* **WORK REQUIRED**
Nothing in the listing should differ in your copy; retype it all exactly.
━━━━━━━━
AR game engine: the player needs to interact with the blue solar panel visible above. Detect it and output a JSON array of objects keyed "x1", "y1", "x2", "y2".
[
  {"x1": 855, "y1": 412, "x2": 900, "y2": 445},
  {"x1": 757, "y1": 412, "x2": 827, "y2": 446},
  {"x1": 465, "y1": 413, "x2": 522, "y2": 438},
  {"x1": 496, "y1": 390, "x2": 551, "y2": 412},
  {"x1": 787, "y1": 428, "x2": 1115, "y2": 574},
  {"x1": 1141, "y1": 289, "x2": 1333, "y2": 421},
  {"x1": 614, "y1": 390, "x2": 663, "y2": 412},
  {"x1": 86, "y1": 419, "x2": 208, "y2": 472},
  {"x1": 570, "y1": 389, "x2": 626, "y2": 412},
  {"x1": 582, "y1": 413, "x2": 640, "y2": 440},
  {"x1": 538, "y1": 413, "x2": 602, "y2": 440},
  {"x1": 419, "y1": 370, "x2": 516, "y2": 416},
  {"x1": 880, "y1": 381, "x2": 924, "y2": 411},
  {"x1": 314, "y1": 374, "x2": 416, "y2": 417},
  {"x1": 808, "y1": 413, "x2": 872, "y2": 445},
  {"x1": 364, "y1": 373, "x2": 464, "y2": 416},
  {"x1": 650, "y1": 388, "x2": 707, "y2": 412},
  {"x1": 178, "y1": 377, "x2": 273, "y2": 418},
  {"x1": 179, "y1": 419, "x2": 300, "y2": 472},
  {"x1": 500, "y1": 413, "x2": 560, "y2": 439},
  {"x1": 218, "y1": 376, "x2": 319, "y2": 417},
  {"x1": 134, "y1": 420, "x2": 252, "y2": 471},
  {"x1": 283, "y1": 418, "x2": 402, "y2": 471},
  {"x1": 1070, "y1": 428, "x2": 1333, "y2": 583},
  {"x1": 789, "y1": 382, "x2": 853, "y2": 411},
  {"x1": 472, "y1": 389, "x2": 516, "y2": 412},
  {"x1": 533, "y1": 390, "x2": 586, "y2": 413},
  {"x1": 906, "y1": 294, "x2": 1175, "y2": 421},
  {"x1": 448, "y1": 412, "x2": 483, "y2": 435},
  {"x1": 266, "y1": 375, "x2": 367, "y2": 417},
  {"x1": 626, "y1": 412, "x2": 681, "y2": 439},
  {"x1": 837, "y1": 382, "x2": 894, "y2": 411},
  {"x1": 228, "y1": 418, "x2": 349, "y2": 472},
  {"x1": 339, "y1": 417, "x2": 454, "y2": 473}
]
━━━━━━━━
* **OUTPUT OF THE EXERCISE**
AR game engine: the player needs to interact with the blue solar panel visible above. Detect it and output a JSON array of objects keyed "x1", "y1", "x2", "y2".
[
  {"x1": 855, "y1": 412, "x2": 900, "y2": 445},
  {"x1": 757, "y1": 412, "x2": 827, "y2": 446},
  {"x1": 465, "y1": 413, "x2": 522, "y2": 438},
  {"x1": 496, "y1": 390, "x2": 551, "y2": 412},
  {"x1": 787, "y1": 428, "x2": 1115, "y2": 574},
  {"x1": 1141, "y1": 289, "x2": 1333, "y2": 421},
  {"x1": 614, "y1": 390, "x2": 663, "y2": 412},
  {"x1": 86, "y1": 419, "x2": 208, "y2": 472},
  {"x1": 570, "y1": 389, "x2": 626, "y2": 412},
  {"x1": 582, "y1": 413, "x2": 640, "y2": 440},
  {"x1": 538, "y1": 413, "x2": 602, "y2": 440},
  {"x1": 419, "y1": 370, "x2": 516, "y2": 416},
  {"x1": 880, "y1": 381, "x2": 924, "y2": 411},
  {"x1": 314, "y1": 374, "x2": 416, "y2": 417},
  {"x1": 808, "y1": 413, "x2": 872, "y2": 445},
  {"x1": 364, "y1": 373, "x2": 464, "y2": 416},
  {"x1": 650, "y1": 388, "x2": 707, "y2": 412},
  {"x1": 178, "y1": 377, "x2": 273, "y2": 418},
  {"x1": 179, "y1": 419, "x2": 300, "y2": 472},
  {"x1": 500, "y1": 413, "x2": 560, "y2": 439},
  {"x1": 218, "y1": 376, "x2": 319, "y2": 417},
  {"x1": 134, "y1": 420, "x2": 252, "y2": 471},
  {"x1": 283, "y1": 418, "x2": 402, "y2": 471},
  {"x1": 1070, "y1": 428, "x2": 1333, "y2": 583},
  {"x1": 789, "y1": 382, "x2": 853, "y2": 411},
  {"x1": 472, "y1": 389, "x2": 516, "y2": 412},
  {"x1": 533, "y1": 390, "x2": 586, "y2": 413},
  {"x1": 906, "y1": 294, "x2": 1175, "y2": 421},
  {"x1": 448, "y1": 412, "x2": 483, "y2": 435},
  {"x1": 266, "y1": 375, "x2": 367, "y2": 417},
  {"x1": 626, "y1": 412, "x2": 681, "y2": 439},
  {"x1": 837, "y1": 382, "x2": 894, "y2": 411},
  {"x1": 228, "y1": 418, "x2": 349, "y2": 472},
  {"x1": 339, "y1": 417, "x2": 454, "y2": 473}
]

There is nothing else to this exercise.